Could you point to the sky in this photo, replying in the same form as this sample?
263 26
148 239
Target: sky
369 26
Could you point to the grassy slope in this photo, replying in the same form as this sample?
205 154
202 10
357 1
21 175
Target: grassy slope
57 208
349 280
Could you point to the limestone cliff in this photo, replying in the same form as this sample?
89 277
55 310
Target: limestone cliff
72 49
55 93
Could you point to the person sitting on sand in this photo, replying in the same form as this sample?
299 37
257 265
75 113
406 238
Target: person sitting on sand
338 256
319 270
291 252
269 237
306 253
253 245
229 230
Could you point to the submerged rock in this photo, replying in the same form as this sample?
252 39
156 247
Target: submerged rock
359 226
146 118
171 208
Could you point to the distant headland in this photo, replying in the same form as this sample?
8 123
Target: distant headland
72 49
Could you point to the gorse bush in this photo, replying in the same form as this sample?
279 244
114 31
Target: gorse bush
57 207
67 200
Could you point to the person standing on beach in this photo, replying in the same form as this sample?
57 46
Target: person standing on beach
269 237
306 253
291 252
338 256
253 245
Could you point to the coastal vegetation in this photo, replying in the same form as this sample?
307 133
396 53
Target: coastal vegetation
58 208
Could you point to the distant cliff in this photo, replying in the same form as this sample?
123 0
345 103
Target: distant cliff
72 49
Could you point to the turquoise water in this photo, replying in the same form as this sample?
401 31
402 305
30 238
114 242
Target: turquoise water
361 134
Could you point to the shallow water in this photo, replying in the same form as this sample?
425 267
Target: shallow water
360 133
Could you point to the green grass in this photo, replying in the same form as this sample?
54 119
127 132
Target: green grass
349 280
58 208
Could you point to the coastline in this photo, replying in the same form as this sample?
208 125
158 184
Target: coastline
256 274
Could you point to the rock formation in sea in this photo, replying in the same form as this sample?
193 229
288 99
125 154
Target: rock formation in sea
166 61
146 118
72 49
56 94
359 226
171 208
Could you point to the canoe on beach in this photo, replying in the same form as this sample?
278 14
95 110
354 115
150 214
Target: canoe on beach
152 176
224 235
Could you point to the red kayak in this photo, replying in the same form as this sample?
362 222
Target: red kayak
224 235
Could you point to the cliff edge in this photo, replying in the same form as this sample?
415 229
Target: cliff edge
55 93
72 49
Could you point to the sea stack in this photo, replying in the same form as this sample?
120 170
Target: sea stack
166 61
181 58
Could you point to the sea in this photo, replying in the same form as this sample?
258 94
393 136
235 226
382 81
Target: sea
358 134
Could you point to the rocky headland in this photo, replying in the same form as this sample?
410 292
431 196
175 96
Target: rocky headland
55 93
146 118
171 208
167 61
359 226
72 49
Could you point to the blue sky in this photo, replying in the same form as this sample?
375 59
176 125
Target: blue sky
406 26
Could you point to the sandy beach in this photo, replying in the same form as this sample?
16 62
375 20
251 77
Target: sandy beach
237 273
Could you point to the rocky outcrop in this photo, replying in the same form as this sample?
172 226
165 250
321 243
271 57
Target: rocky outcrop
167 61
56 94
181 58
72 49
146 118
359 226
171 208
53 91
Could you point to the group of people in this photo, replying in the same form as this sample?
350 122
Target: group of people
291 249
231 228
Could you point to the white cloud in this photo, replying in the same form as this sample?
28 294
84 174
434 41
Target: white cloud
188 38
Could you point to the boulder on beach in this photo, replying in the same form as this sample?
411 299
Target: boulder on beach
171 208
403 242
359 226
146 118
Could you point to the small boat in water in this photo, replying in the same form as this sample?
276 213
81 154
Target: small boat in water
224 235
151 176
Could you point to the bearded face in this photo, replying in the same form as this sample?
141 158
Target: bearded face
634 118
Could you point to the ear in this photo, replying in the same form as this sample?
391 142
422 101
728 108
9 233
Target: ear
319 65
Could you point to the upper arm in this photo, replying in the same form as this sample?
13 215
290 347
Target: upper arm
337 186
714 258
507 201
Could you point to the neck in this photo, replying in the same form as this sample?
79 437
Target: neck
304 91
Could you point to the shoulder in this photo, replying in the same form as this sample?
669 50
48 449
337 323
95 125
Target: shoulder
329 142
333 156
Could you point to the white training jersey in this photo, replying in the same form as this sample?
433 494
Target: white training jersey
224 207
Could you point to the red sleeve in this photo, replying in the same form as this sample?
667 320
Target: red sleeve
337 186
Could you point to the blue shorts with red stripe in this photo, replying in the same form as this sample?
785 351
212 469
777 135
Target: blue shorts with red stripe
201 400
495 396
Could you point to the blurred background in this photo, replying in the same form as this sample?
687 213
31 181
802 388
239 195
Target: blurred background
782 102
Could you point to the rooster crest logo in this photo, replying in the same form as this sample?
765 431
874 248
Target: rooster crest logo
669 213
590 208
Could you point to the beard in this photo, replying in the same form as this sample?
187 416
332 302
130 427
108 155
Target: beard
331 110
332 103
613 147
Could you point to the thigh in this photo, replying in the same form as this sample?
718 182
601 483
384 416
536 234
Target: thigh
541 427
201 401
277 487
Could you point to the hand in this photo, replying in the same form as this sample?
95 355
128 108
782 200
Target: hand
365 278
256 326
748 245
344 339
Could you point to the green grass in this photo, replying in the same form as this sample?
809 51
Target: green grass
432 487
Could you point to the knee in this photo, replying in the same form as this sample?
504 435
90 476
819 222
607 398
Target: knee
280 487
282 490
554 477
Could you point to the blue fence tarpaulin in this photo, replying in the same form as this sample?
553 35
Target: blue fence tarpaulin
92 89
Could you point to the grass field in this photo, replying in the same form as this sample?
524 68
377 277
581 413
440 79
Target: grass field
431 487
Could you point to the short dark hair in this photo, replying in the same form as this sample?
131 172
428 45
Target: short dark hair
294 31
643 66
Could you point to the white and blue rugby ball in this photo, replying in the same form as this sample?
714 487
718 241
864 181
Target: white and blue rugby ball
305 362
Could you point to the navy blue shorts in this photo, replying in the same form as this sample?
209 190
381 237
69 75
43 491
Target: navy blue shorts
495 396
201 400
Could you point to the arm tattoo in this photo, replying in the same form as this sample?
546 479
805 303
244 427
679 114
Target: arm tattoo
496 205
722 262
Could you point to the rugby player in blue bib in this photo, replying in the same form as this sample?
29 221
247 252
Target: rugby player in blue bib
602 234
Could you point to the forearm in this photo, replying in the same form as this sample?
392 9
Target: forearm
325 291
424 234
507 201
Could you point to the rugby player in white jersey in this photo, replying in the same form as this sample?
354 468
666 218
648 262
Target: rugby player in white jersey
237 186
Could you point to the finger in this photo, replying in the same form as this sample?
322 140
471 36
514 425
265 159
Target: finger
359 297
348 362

#####

__EXERCISE TASK__. Lay out every line of the material above as a numbered list, leaving out any blank lines.

__RESULT BELOW__.
1. Could you point to the sky in this photo, replying in the same form as this sample?
2. 263 26
3. 148 239
4. Target: sky
5. 369 26
6. Could you point to the grassy slope in this photo, replying in the same form as this sample?
7. 205 154
8. 202 10
9. 357 1
10. 21 175
11. Target: grassy slope
12. 57 208
13. 349 280
14. Could you point to the limestone cliff in this photo, replying in the same form as this sample?
15. 89 277
16. 55 310
17. Target: limestone cliff
18. 72 49
19. 55 93
20. Could you point to the person sitting on sand in this photo, replying in the same form as this sample?
21. 299 37
22. 257 265
23. 75 113
24. 406 238
25. Target: person sitting on sand
26. 338 256
27. 319 270
28. 291 252
29. 269 237
30. 306 253
31. 253 245
32. 229 230
33. Could you point to the submerged rock in this photo, replying in the same form as this sample?
34. 252 39
35. 156 247
36. Target: submerged rock
37. 359 226
38. 146 118
39. 171 208
40. Could you point to the distant headland in this photo, replying in the same form as this sample?
41. 8 123
42. Target: distant headland
43. 72 49
44. Could you point to the gorse bush in this photo, replying in the same form as this sample?
45. 279 244
46. 114 31
47. Target: gorse bush
48. 57 207
49. 67 200
50. Could you point to the person standing on beach in this photo, replying in the same form as this sample?
51. 57 46
52. Target: person standing on beach
53. 269 237
54. 306 253
55. 291 252
56. 338 256
57. 253 245
58. Could you point to the coastal vegetation in this photo, replying in the same form as this sample?
59. 307 133
60. 396 53
61. Target: coastal vegetation
62. 58 208
63. Could you point to the distant cliff in this photo, replying in the same form as this sample?
64. 123 0
65. 345 103
66. Target: distant cliff
67. 72 49
68. Could you point to the turquoise water in this photo, replying in the same form as this sample?
69. 401 31
70. 402 305
71. 30 238
72. 114 242
73. Target: turquoise water
74. 361 134
75. Could you point to the shallow water in this photo, replying in the same form as this sample?
76. 425 267
77. Target: shallow water
78. 360 133
79. Could you point to the green grass in this photo, replying in the same form as this sample?
80. 54 119
81. 127 132
82. Target: green grass
83. 349 280
84. 58 208
85. Could you point to the coastline in this photo, replying in the same form as this sample?
86. 208 125
87. 158 184
88. Target: coastline
89. 256 274
90. Could you point to the rock formation in sea in this photo, replying in the same form as this sample?
91. 193 229
92. 288 99
93. 125 154
94. Target: rock formation in sea
95. 166 61
96. 146 118
97. 72 49
98. 56 94
99. 359 226
100. 171 208
101. Could you point to the canoe on beach in this photo, replying in the same form as this sample?
102. 278 14
103. 95 110
104. 354 115
105. 150 214
106. Target: canoe on beach
107. 152 176
108. 224 235
109. Could you point to the red kayak in this photo, replying in the same form as this sample?
110. 362 222
111. Target: red kayak
112. 224 235
113. Could you point to the cliff edge in this photo, replying in the same form as this sample?
114. 415 229
115. Target: cliff edge
116. 55 93
117. 72 49
118. Could you point to the sea stack in this photo, replying in the same form as this sample?
119. 120 170
120. Target: sea stack
121. 166 61
122. 181 58
123. Could you point to the sea in this photo, replying in the same form as this sample?
124. 258 94
125. 393 136
126. 235 226
127. 382 81
128. Target: sea
129. 358 134
130. Could you point to the rocky headland in this photo, replying in the same form as this sample?
131. 410 292
132. 431 196
133. 175 96
134. Target: rocky headland
135. 55 93
136. 146 118
137. 171 208
138. 167 61
139. 359 226
140. 72 49
141. Could you point to the blue sky in this photo, replying in the same form as this sample?
142. 375 59
143. 176 125
144. Target: blue sky
145. 406 26
146. Could you point to the sandy beach in this photo, replying in the same form as this sample?
147. 16 62
148. 375 20
149. 251 77
150. Target: sandy beach
151. 237 273
152. Could you point to the rocky outcrop in this photo, replying in the same form as this sample?
153. 172 226
154. 165 250
155. 321 243
156. 271 57
157. Target: rocky outcrop
158. 167 61
159. 56 94
160. 181 58
161. 72 49
162. 146 118
163. 359 226
164. 171 208
165. 53 91
166. Could you point to the group of people in this photo, replying in the same form as this sample?
167. 350 122
168. Target: group of people
169. 291 249
170. 231 228
171. Could you point to the white cloud in this photo, replying in the same form as this sample?
172. 28 294
173. 84 174
174. 434 41
175. Target: white cloud
176. 188 38
177. Could you point to the boulder on beach in this photo, replying in the same form as this sample?
178. 411 299
179. Target: boulder on beach
180. 171 208
181. 403 242
182. 359 226
183. 146 118
184. Could you point to the small boat in water in this photo, replying in the same form as this sample?
185. 276 213
186. 81 154
187. Target: small boat in water
188. 224 235
189. 151 176
190. Could you point to the bearded face in this photo, replying in the same form as this sample?
191. 141 158
192. Target: bearded face
193. 634 118
194. Could you point to the ear in this photo, replying in the same form as this sample?
195. 391 142
196. 422 101
197. 728 108
198. 9 233
199. Target: ear
200. 319 65
201. Could you point to the upper arm in this photo, replying in the same form as this sample?
202. 13 215
203. 290 347
204. Target: upper arm
205. 337 186
206. 714 258
207. 507 201
208. Could you point to the neck in this photo, replying in the same form as this sample?
209. 79 437
210. Target: neck
211. 304 91
212. Could you point to the shoulder in this photo, replying in the same form as this sample?
213. 669 50
214. 48 449
215. 337 323
216. 95 125
217. Target: shoulder
218. 329 142
219. 333 156
220. Could you point to the white training jersey in this photo, replying in the same form as this sample?
221. 433 494
222. Target: white training jersey
223. 224 207
224. Could you point to the red sleeve in this photo, replying in the same form as this sample?
225. 667 320
226. Target: red sleeve
227. 337 186
228. Could you point to the blue shorts with red stripe in this photo, replying in the same form as this sample?
229. 785 351
230. 212 469
231. 777 135
232. Target: blue shorts with red stripe
233. 201 400
234. 495 396
235. Could you point to the blurred background in this photo, replying in the same form as this sample?
236. 687 213
237. 31 181
238. 802 388
239. 239 195
240. Target: blurred background
241. 782 102
242. Could you point to the rooster crest logo in this photo, replying in the same form as this sample?
243. 765 431
244. 874 248
245. Target: rooster crest logo
246. 669 213
247. 590 208
248. Could you point to the beard in this photo, replying in the same form as this sample?
249. 187 416
250. 332 302
251. 130 427
252. 108 155
253. Target: beard
254. 331 110
255. 332 103
256. 613 147
257. Could you point to the thigh in this photo, replying in the same form as this sample?
258. 718 182
259. 601 483
260. 384 416
261. 536 234
262. Target: thigh
263. 541 427
264. 201 401
265. 277 487
266. Could you point to the hand in this photo, replying in the same form as this sample?
267. 95 355
268. 128 108
269. 782 200
270. Target: hand
271. 365 278
272. 256 326
273. 748 245
274. 344 339
275. Could you point to the green grass in this photo, replying in the same form as this sample?
276. 809 51
277. Target: green grass
278. 432 487
279. Could you point to the knee in this photo, replying in the same form as this sample?
280. 504 435
281. 90 476
282. 819 222
283. 607 398
284. Target: knee
285. 280 487
286. 282 490
287. 554 477
288. Could you point to the blue fence tarpaulin in this photo, replying in the same form as this sample?
289. 553 35
290. Target: blue fence tarpaulin
291. 92 89
292. Could you point to the grass field in this photo, replying in the same form as this sample?
293. 524 68
294. 377 277
295. 581 413
296. 440 79
297. Target: grass field
298. 431 487
299. Could you point to the short dark hair in this photo, replying in the same form as this sample?
300. 131 172
301. 428 45
302. Target: short dark hair
303. 294 31
304. 643 66
305. Could you point to the white and blue rugby ball in this photo, replying in the same form as this sample?
306. 714 487
307. 718 241
308. 864 181
309. Target: white and blue rugby ball
310. 305 362
311. Could you point to the navy blue shorts in this photo, replying in the same form as this sample?
312. 209 190
313. 381 237
314. 69 75
315. 43 491
316. Target: navy blue shorts
317. 495 396
318. 201 400
319. Could you point to the arm tattoo in this photo, replying in the same form as this sample?
320. 546 479
321. 805 303
322. 244 427
323. 679 114
324. Target: arm tattoo
325. 496 205
326. 722 262
327. Could you point to the rugby player in blue bib in this photo, replying in the same form as this sample?
328. 29 221
329. 247 252
330. Target: rugby player in blue bib
331. 602 234
332. Could you point to the forearm in this photo, replying in the same form as this sample?
333. 392 9
334. Target: forearm
335. 325 291
336. 424 234
337. 507 201
338. Could you point to the rugby player in white jersey in this photo, replying in the same form as this sample?
339. 354 468
340. 666 218
341. 648 262
342. Target: rugby player in white jersey
343. 237 186
344. Could you point to the finger in this photo, replying in the same form as this sample?
345. 322 140
346. 471 36
347. 514 425
348. 265 159
349. Target: finger
350. 359 297
351. 348 362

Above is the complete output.